### SELECTION

City Art Museum helps to exhibit a carved city of ancient Jordan



By Marilyn Bauer
The Cincinnati Enquirer

[IMAGE] The Bust of Dushara, a 1,600-pound sandstone head of a bearded male god, is displayed at a news conference Wednesday at the American Museum of Natural History in New York.
(Associated Press photo)
The Cincinnati Art Museum announced Wednesday a joint exhibition with the American Museum of Natural History in New York of 200 objects from the southern Jordanian city of Petra. Presented under the patronage of Queen Rania of Jordan, "Petra: Lost City of Stone" is the first major cultural collaboration between Jordan and the United States.

It was conceived by the museum's curator of classical and Near Eastern art and art of Africa and the Americas, Glenn Markoe. "Petra" is the most comprehensive exhibition ever presented on the ancient city and its creators, the Nabataeans.

### MATERIAL PROVIDED
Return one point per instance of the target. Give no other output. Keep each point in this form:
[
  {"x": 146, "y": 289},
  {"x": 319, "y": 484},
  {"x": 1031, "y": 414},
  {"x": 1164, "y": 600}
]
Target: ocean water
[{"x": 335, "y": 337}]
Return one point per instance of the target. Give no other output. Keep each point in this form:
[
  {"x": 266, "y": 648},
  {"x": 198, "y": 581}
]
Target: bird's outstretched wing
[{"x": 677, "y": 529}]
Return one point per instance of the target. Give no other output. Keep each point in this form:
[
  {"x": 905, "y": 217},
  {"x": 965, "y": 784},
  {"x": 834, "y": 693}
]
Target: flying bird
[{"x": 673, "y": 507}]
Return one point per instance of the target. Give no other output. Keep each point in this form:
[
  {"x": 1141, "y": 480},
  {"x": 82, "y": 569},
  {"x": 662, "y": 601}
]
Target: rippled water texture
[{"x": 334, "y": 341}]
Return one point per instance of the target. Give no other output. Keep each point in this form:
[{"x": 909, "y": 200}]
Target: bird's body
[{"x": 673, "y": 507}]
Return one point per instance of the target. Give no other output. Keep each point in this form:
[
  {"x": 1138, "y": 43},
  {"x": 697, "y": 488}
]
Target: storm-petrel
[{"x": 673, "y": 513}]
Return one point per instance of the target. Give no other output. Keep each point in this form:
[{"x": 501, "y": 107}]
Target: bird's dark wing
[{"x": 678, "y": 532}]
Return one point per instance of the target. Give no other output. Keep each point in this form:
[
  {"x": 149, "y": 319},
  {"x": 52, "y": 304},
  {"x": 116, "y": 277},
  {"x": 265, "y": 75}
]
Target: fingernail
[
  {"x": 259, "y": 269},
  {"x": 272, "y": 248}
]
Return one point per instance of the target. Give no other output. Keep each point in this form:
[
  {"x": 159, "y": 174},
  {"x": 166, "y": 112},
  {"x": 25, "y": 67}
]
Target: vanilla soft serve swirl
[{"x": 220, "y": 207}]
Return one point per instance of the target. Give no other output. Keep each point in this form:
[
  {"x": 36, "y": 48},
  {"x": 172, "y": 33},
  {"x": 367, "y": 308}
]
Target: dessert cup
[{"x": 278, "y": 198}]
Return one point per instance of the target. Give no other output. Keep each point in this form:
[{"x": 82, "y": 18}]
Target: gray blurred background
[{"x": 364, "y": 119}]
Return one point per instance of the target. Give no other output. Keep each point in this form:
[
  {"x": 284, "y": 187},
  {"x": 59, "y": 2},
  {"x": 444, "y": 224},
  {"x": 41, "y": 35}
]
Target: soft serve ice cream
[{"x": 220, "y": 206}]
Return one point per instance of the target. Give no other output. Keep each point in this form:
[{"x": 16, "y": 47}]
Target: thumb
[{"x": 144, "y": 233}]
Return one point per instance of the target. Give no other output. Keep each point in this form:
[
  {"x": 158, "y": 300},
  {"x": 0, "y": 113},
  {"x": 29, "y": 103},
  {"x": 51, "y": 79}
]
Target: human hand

### GIVEN INSTRUCTION 1
In the article on the Petra exhibition, under whose patronage is "Petra: Lost City of Stone" presented?
### GIVEN INSTRUCTION 2
Proceed with the article on the Petra exhibition, picking up after its last sentence.
The records have no connection to the article on the Petra exhibition.

### EXPECTED ANSWER 1
Queen Rania of Jordan.

### EXPECTED ANSWER 2
The exhibit will open in New York on Oct. 18 and in Cincinnati in September 2004.

Petra, literally carved from red sandstone cliffs, stood at a nexus of international silk and spice trade routes linking China, India and Southern Arabia with Greece, Rome, Egypt and Syria. From the second century B.C. to the second century A.D. it was governed by the Nabataeans, who were renowned for their skills in agriculture, engineering and architecture.

The exhibition's more than 200 objects include stone sculptures and reliefs, ceramics, metalwork, stuccowork, ancient inscriptions and a selection of 25 paintings, drawings and prints from the 19th century. Recently discovered archaeological finds will also be included.

"Petra is the story of the remarkable transformation of the Nabataeans, who evolved from nomads to city dwellers in a relatively short period of time, and who built one of the great urban complexes of the ancient world," said Markoe.

"It is also a story of the rediscovery of this lost civilization through physical exploration in the early 19th century, and then through scientific, archaeological and ecological research, which makes it possible to relate the history of the Nabataeans in exhibition format."

The CAM has the most extensive and important collection of Nabataean art works outside Jordan, excavated in 1937 at the site of Khirbet Tannur and originally divided between American and Jordanian authorities.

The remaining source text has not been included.